Dem Zulassungsbesitzer obliegt es wohl eine Warneinrichtung bereit zu stellen und die Behörde hat widrigenfalls den Beweis darüber zu erbringen inwiefern ein Verschulden am – hier nicht einmal erwiesenen - Fehlen einer solchen Einrichtung trifft.
Diese Rechtsvorschrift kann jedenfalls nicht so ausgelegt werden, dass ein Zulassungsbesitzer gleichsam immer schuldig wäre, wenn immer irgendwo und wodurch auch immer irgend etwas am Fahrzeug nicht in Ordnung ist.
6.2. In der Zeugenaussage am 10.10.2007 gibt der im Rechtshilfeweg einvernommene Meldungsleger GI R an, dass der Lenker das Warndreieck bei der Kontrolle nicht vorweisen habe können. Der Lenker habe angegeben das Warndreieck befände sich bei seiner Freundin K Kaufmann.
Diese gab schließlich in ihrer zeugenschaftlichen Vernehmung am 19.2.2008 an, dass dieses Fahrzeug in ihrem Eigentum stünde aber auf ihren Vater zugelassen sei. Der damalige Lenker – welcher offenbar wegen dieses Fehlers verwaltungsstrafrechtlich belangt worden sein dürfte – habe sich von ihr das Fahrzeug ausgeborgt. Das Warndreieck habe sich sehr wohl an der üblichen Stelle im Fahrzeug befunden.
Der damalige Lenker habe ihr niemals das Warndreieck gegeben.
6.2.1. Alleine schon diese Aussagen lassen keinen Beweis erkennen, welcher auf ein schuldhaftes Verhalten des Berufungswerbers in einer für ein Strafverfahren erforderlichen Sicherheit und Klarheit schließen lassen könnte. Vielmehr scheint eher wahrscheinlich, dass der Lenker das Pannendreieck einfach nicht gefunden hat.
Es ist auch durchaus nicht lebensfremd bei einem fremden Fahrzeug das Pannendreieck nicht zu finden, weil es an verborgener Stelle im Fahrzeug (etwa am Kofferraumdeckel) mehr oder weniger versteckt angebracht ist. Es kann daher dahingestellt bleiben ob in so gelagerten Fällen nicht alleine in der Bestrafung des Lenkers der Unwertgehalt eines solchen Mangels - insbesondere wenn Lenker und Zulassungsbesitzer mehr oder weniger dem Familienkreis zugehörig sind - gesühnt gelten könnte.

Ihre Aufgaben —
**A)** Auf wen ist das Fahrzeug laut dem Quelldokument zugelassen?
**B)** Erklären Sie anhand des Quelldokuments, warum es nicht lebensfremd ist, dass jemand in einem fremden Fahrzeug das Pannendreieck nicht findet.
**C)** Schreiben Sie den Teil des Quelldokuments zwischen "Der damalige Lenker habe" und "gesühnt gelten könnte." einschließlich dieser Worte wortgetreu ab.

(Einträge aus einer Datenquelle)
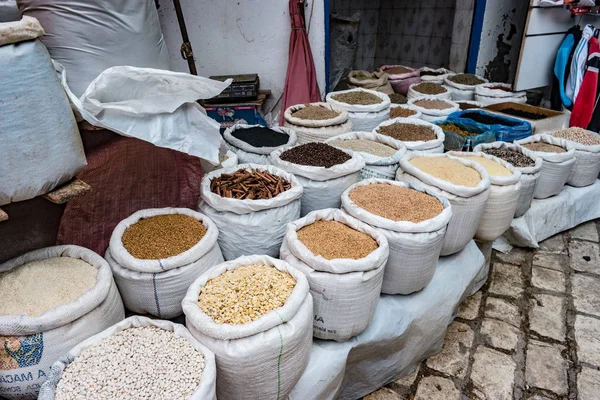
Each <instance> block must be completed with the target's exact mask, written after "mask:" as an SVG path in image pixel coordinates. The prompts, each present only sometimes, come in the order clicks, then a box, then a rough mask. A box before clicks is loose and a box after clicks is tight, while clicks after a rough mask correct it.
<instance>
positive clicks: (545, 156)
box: [514, 135, 576, 199]
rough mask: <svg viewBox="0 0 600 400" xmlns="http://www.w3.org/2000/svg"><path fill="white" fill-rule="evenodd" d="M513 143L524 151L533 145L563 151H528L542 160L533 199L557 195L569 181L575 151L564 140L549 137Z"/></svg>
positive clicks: (557, 138)
mask: <svg viewBox="0 0 600 400" xmlns="http://www.w3.org/2000/svg"><path fill="white" fill-rule="evenodd" d="M514 143H515V144H518V145H519V146H522V147H525V148H526V149H528V148H527V146H528V145H532V144H535V143H540V144H542V145H543V144H549V145H552V146H558V147H561V148H562V149H563V151H560V152H548V151H535V150H532V149H528V150H530V151H531V152H532V153H533V155H534V156H536V157H539V158H541V159H542V160H543V161H542V169H541V170H540V177H539V178H538V182H537V185H536V187H535V191H534V193H533V198H534V199H547V198H548V197H552V196H556V195H557V194H559V193H560V192H561V191H562V189H563V187H564V186H565V184H566V183H567V181H568V180H569V177H570V176H571V172H572V170H573V166H574V165H575V162H576V158H575V149H573V148H570V149H569V144H568V143H567V141H566V140H565V139H559V138H555V137H553V136H550V135H534V136H530V137H528V138H525V139H521V140H515V142H514ZM567 149H569V150H567Z"/></svg>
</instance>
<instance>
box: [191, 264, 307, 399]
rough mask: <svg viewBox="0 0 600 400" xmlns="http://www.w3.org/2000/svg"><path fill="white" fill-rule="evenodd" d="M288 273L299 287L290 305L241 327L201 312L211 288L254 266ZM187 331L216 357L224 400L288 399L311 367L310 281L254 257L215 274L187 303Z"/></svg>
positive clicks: (217, 267) (199, 282) (279, 308)
mask: <svg viewBox="0 0 600 400" xmlns="http://www.w3.org/2000/svg"><path fill="white" fill-rule="evenodd" d="M257 263H259V264H265V265H271V266H273V267H275V268H277V269H278V270H280V271H286V272H288V273H289V274H290V275H291V276H292V277H293V278H294V279H295V280H296V286H295V287H294V290H293V291H292V293H291V294H290V297H289V298H288V299H287V301H286V302H285V304H284V305H283V306H282V307H279V308H277V309H275V310H273V311H270V312H269V313H267V314H265V315H263V316H262V317H260V318H259V319H257V320H255V321H252V322H249V323H246V324H241V325H232V324H217V323H215V322H214V321H213V320H212V318H211V317H209V316H208V315H206V314H205V313H203V312H202V311H201V310H200V308H199V307H198V295H199V293H200V291H201V290H202V288H203V287H204V285H205V284H206V282H207V281H208V280H210V279H213V278H216V277H218V276H219V275H221V274H222V273H224V272H225V271H230V270H234V269H237V268H239V267H243V266H246V265H251V264H257ZM183 312H184V313H185V316H186V326H187V328H188V329H189V330H190V332H191V333H192V335H193V336H194V337H195V338H196V339H198V341H200V342H201V343H202V344H204V345H205V346H206V347H208V348H209V349H210V350H211V351H212V352H213V353H215V359H216V361H217V397H218V398H219V400H239V399H285V398H286V397H287V395H288V394H289V393H290V391H291V390H292V388H293V387H294V386H295V385H296V383H297V382H298V380H299V379H300V377H301V376H302V373H303V372H304V369H305V368H306V366H307V364H308V360H309V358H310V352H311V348H312V324H313V299H312V296H311V295H310V293H309V285H308V281H307V279H306V277H305V276H304V274H302V273H301V272H300V271H298V270H297V269H295V268H292V267H291V266H290V265H289V264H288V263H287V262H285V261H282V260H277V259H274V258H271V257H268V256H262V255H253V256H247V257H240V258H238V259H236V260H233V261H229V262H226V263H223V264H220V265H218V266H216V267H214V268H211V269H210V270H209V271H208V272H206V273H205V274H203V275H202V276H201V277H199V278H198V279H197V280H196V281H195V282H194V283H192V285H191V286H190V288H189V290H188V292H187V294H186V296H185V298H184V299H183Z"/></svg>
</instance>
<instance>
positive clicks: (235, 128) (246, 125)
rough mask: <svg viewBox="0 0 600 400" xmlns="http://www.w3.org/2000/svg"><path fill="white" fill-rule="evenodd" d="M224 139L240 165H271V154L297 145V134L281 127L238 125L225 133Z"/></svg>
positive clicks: (260, 125)
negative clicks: (296, 140) (277, 149)
mask: <svg viewBox="0 0 600 400" xmlns="http://www.w3.org/2000/svg"><path fill="white" fill-rule="evenodd" d="M223 139H225V142H227V147H229V149H230V150H231V151H233V152H234V153H235V154H236V155H237V157H238V162H239V163H240V164H244V163H253V164H270V161H269V154H271V153H272V152H273V151H275V150H277V149H278V148H281V147H285V146H293V145H295V144H296V132H294V130H292V129H290V128H284V127H280V126H275V127H273V128H268V127H266V126H262V125H246V124H237V125H234V126H232V127H231V128H228V129H227V130H226V131H225V132H224V133H223Z"/></svg>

Ergebnisse je Aufgabe —
**A)** Auf den Vater von K Kaufmann, der Eigentümerin des Fahrzeugs.

**B)** Das Pannendreieck ist oft an einer verborgenen Stelle im Fahrzeug angebracht, etwa am Kofferraumdeckel, und dort mehr oder weniger versteckt. Deshalb kann man es in einem fremden Fahrzeug leicht übersehen.

**C)**
Der damalige Lenker habe ihr niemals das Warndreieck gegeben.
6.2.1. Alleine schon diese Aussagen lassen keinen Beweis erkennen, welcher auf ein schuldhaftes Verhalten des Berufungswerbers in einer für ein Strafverfahren erforderlichen Sicherheit und Klarheit schließen lassen könnte. Vielmehr scheint eher wahrscheinlich, dass der Lenker das Pannendreieck einfach nicht gefunden hat.
Es ist auch durchaus nicht lebensfremd bei einem fremden Fahrzeug das Pannendreieck nicht zu finden, weil es an verborgener Stelle im Fahrzeug (etwa am Kofferraumdeckel) mehr oder weniger versteckt angebracht ist. Es kann daher dahingestellt bleiben ob in so gelagerten Fällen nicht alleine in der Bestrafung des Lenkers der Unwertgehalt eines solchen Mangels - insbesondere wenn Lenker und Zulassungsbesitzer mehr oder weniger dem Familienkreis zugehörig sind - gesühnt gelten könnte.